**Directions**:
Gather every line in the records that contains the string "target", treating uppercase and lowercase letters as distinct, and copy each of those lines out in full.

[Outline labeling records]
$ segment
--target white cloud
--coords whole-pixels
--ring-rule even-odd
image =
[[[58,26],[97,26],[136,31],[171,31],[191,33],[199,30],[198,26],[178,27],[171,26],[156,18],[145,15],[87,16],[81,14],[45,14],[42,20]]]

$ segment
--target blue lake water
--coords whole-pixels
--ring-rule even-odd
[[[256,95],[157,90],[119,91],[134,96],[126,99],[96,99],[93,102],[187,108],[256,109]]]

* * *

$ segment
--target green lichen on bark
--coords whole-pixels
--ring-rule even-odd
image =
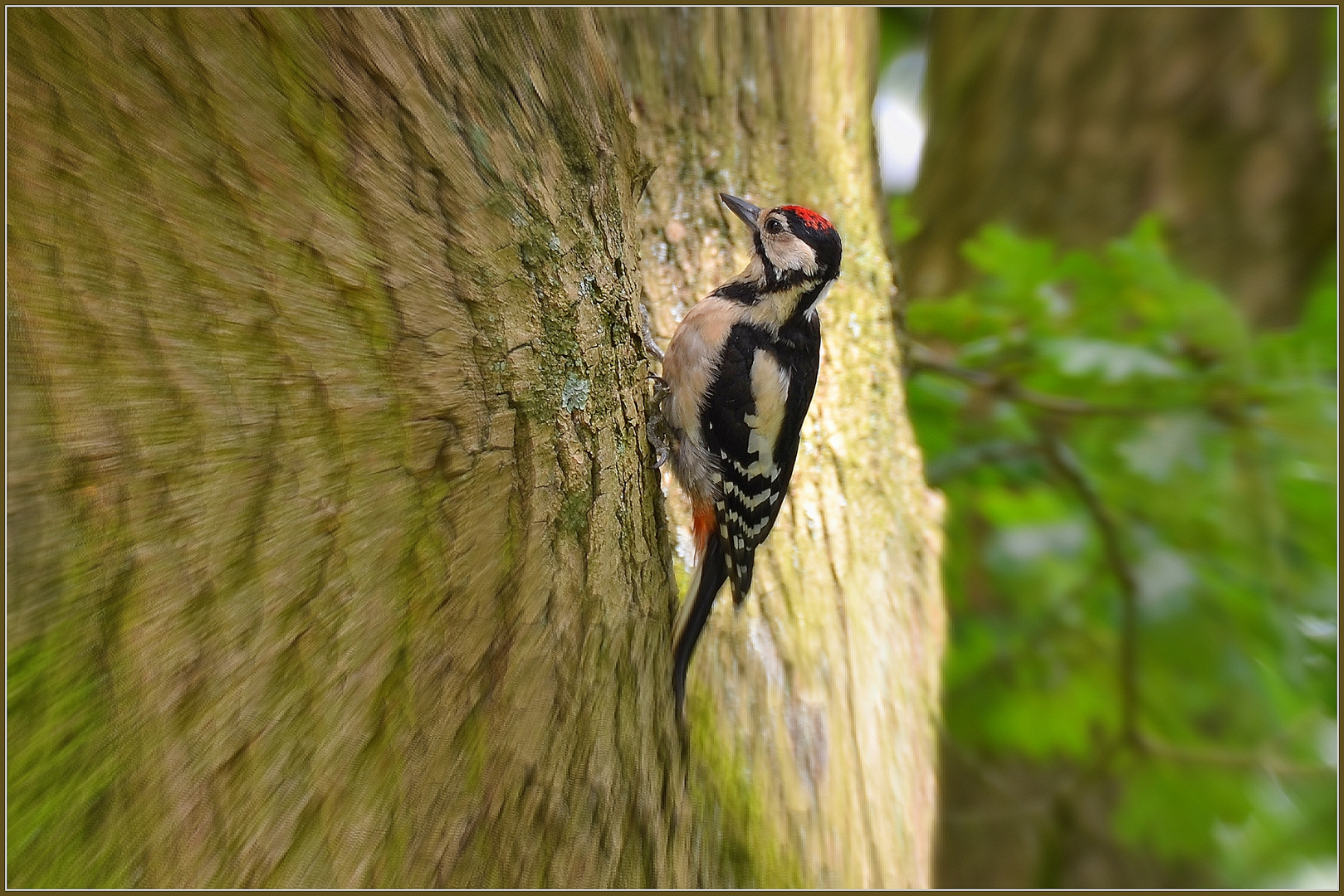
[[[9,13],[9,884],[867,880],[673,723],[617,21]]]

**Output of the exercise**:
--target white cloud
--target blue lake water
--target green lichen on bark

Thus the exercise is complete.